* **Text section**
There is some economics in there, too: the profit margins on silicon wafers mean that it is better to have fewer larger chips than lots of smaller chips

So CPUs tend to keep to the same area, meaning a CPU will have more and more transistors, not that we have more smaller CPUs

#### Background Moore's Law



Log of speed and transistor count against date of Intel processors



We can see why people thought that Moore's Law was about speed: for a long time both transistor count and speed went up exponentially

In 2005 people would have said that CPUs would be running at 480GHz by 2020

However, over the last few years speed has stopped increasing

But, crucially, the transistor count continues to increase

CPUs stay the same physical size



Engineer: What are we going to do with those extra transistors?

Marketer: How are we going to convince people to buy the new CPUs?

Solution: multicore processors

Chips with more than one CPU on them

So now chips in new PCs are all multicore

Dual and quad core is everywhere; 64 core processors are around; 128 cores are arriving soon (PC-style architecture)

Many cores is great, but we are going to have to find out how to make best use of them

But simply having two CPUs generally won't make our program go twice as fast: overheads like interference and communication between parts of the computation is going to be a problem

To repeat: all this hardware is all wonderful except for one point

This computational power is only useful if we can write the software to exploit it

Your phone might have eight cores, but it is likely very little software it runs is capable of using all their power simultaneously

Software is far behind hardware and has a lot to do to catch up

We are still in the dark regarding parallel software

#### Background A Brief Aside

Note that Moore's Law also applies to memory: memory chips have been doubling in capacity at a similar (perhaps faster?) rate

But the *speed* of delivery of data from memory to processor(s) has always lagged behind the speed of processors

Giving a problematic gap between speed of processors and speed of memory (both in bandwidth and latency)

The gap has decreased a little over the last few years, but on the other hand multiple processors need more memory bandwidth

We shall see memory is a big bottleneck in parallel systems



Moore's Law has been going for 58 years so far

It must come to an end at some point: the end has been predicted many times in the past, but so far technology has kept moving onwards

Chip designers think it will keep going for several years yet, some predict decades

Moore himself thinks perhaps it will last until 2025

And — looking at Intel's products the last few years — it might currently be taking 5 years to double transistor counts



**Exercise** Some current top end chips have over 100 billion transistors, and 7000 cores. If Moore's Law continued, how many transistors and cores would they have in 10 years? In 20 years?

Exercise Read about Moore's Second Law (aka Rock's Law)

#### Background Moore's Law

Software is getting slower more rapidly than hardware is becoming faster Wirth's Law

Software efficiency halves every 18 months, compensating Moore's law David May

The speed of software halves every 18 months Gates' Law

What Intel giveth, Microsoft taketh away Anon



There is nothing new in Computer Science and that includes parallelism. Back when large supercomputers were first popular they had been parallel for a long time

For example, a common kind of hardware was the *vector* processor

This is for data parallelism, namely scaling the data, not the speed (directly)

* **Collected data entries**
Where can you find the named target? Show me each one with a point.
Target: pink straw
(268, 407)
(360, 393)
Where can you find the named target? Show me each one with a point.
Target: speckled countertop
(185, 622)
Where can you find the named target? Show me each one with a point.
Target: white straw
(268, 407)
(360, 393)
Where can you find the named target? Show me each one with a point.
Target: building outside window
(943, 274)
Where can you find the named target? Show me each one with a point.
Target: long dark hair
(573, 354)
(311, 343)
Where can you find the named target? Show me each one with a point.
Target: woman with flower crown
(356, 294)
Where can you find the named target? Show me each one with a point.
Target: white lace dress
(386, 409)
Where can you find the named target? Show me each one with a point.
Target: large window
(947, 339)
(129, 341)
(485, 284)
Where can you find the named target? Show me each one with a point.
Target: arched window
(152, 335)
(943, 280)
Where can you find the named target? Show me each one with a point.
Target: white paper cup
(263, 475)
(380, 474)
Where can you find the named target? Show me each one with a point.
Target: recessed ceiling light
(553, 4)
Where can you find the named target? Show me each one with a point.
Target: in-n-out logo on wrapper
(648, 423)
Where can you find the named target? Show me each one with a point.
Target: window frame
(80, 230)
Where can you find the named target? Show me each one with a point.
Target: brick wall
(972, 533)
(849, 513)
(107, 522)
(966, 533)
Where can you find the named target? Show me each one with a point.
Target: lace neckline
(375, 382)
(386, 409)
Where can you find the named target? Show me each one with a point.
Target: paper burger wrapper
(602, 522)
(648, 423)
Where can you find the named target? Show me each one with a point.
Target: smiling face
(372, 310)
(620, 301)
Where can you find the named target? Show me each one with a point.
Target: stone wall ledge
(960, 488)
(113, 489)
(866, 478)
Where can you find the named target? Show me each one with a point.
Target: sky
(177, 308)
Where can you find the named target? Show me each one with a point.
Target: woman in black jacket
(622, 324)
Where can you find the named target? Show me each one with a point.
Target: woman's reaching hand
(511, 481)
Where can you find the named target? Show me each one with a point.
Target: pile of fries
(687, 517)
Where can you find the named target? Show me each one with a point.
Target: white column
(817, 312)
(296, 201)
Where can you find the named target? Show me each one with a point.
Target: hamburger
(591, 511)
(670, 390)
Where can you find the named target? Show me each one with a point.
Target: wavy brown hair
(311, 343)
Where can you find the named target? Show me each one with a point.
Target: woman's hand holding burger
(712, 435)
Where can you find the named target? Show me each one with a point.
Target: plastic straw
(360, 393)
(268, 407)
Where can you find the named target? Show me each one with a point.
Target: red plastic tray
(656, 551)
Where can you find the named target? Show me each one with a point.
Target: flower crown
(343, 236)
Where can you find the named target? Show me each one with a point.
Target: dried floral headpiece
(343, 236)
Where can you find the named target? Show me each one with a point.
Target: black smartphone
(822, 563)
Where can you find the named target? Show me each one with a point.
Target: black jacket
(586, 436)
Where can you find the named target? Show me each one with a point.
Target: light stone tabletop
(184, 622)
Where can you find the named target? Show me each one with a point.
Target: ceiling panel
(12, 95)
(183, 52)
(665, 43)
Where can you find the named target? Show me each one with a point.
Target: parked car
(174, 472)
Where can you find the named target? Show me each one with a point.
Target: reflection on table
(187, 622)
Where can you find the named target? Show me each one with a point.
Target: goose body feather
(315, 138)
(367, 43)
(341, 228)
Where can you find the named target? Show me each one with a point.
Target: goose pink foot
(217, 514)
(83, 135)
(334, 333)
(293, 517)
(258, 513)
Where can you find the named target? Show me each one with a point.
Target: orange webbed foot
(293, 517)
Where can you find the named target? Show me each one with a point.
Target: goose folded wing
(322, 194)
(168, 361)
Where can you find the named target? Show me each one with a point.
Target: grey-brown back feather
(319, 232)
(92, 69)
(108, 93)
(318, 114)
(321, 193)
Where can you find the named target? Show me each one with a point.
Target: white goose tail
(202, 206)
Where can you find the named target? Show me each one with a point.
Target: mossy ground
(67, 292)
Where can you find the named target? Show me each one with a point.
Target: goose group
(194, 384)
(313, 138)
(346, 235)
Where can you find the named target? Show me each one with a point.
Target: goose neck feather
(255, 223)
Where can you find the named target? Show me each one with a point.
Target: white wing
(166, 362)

* **Objective**
In the text on Moore's Law, until what year does Moore himself think the law might last? The items are separate material and have no connection to the text on Moore's Law.

* **Problem solution**
Perhaps until 2025.